Set task 1: According to the post about the Music and Church conference in Rome, which city hosted the conference, and on what dates?
Set task 2: Write a continuation of the post about the Music and Church conference, starting right after its final sentence.

Post by mcb » Wed Mar 08, 2017 11:16 pm

Musicam Sacram was a document issued by the Church in 1967, setting out its vision for sacred music in the context of the major reforms to the Church’s liturgy that emerged from the Second Vatican Council. March 2017 marks the fiftieth anniversary of the document, and a conference entitled Music and Church took place in Rome from 2–4 March, in order to celebrate the event and explore the current state of music in Catholic worship.

Mary Rouse from the Society of Saint Gregory was one of four British representatives at the conference, along with Martin Barry, choirmaster and director of music at St. John’s Cathedral, Salford, Catherine Christmas, Music and Liturgy Adviser for the Diocese of Arundel and Brighton, and Paul Inwood, the internationally renowned composer and liturgist, who was one of the conference’s invited speakers.

The conference explored the ways music has developed in the Church in the last fifty years, the strengths and weaknesses of Church music today, and the opportunities and challenges facing those who ‘make music to God’. The range of views and experiences on offer amply reflected the diversity of traditional and contemporary music-making to be found around the globe. We heard from cardinals and composers, from scholars and from practising musicians. As well as Catholic musical tradition in its many facets, we heard from those working to integrate liturgical music into diverse cultures around the world. Fr Alois, prior of the Taizé, community recounted the remarkable success story of that community’s distinctive musical language. Sr Marana Saad from Lebanon illustrated new forms of musical expression emerging from the melting-pot of middle-eastern Christianity. We heard about the distinctive role of the animator of the singing assembly in the Church in France, of how Renaissance polyphony fused with the indigenous music of Latin America, and of how the music of the Church in South Korea emerged from the simplicity of folk traditions.

Data shown:
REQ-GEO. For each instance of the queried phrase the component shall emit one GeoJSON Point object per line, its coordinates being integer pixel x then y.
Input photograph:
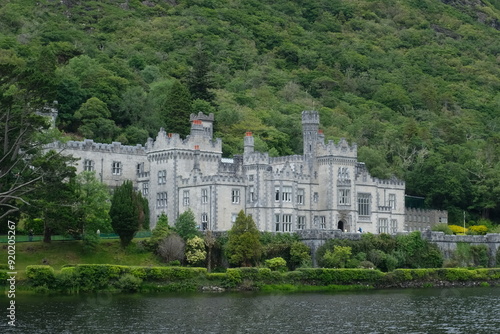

Output 1: Rome, from 2–4 March 2017.

Output 2:
If there was a recurring theme among many of the presentations at the conference, it was the need for formation: musicians in the Church can only carry out their tasks if they are given the essential training, and receive the support of the clergy, themselves perhaps the ones most in need of formation. This too was underlined by Pope Francis, who gave a special audience at the end of the conference, after which each participant in turn had the privilege of meeting the Holy Father. In his address, the Pope underlined the importance of the participation of the entire assembly in song, and of safeguarding the Church’s musical traditions, not in a nostalgic way but inculturated into the musical language of the present, with the aim of making people’s hearts vibrate with reception of, and participation in, the mysteries we celebrate.

There were challenges in embracing modern musical forms, the Pope added, not least in the danger of superficiality and banality creeping into our music. It was time, he said, for a renewal of liturgical singing, in dialogue with the musical currents of our time and with an ecumenical openness. Everyone involved with music making in the Church could contribute to this renewal.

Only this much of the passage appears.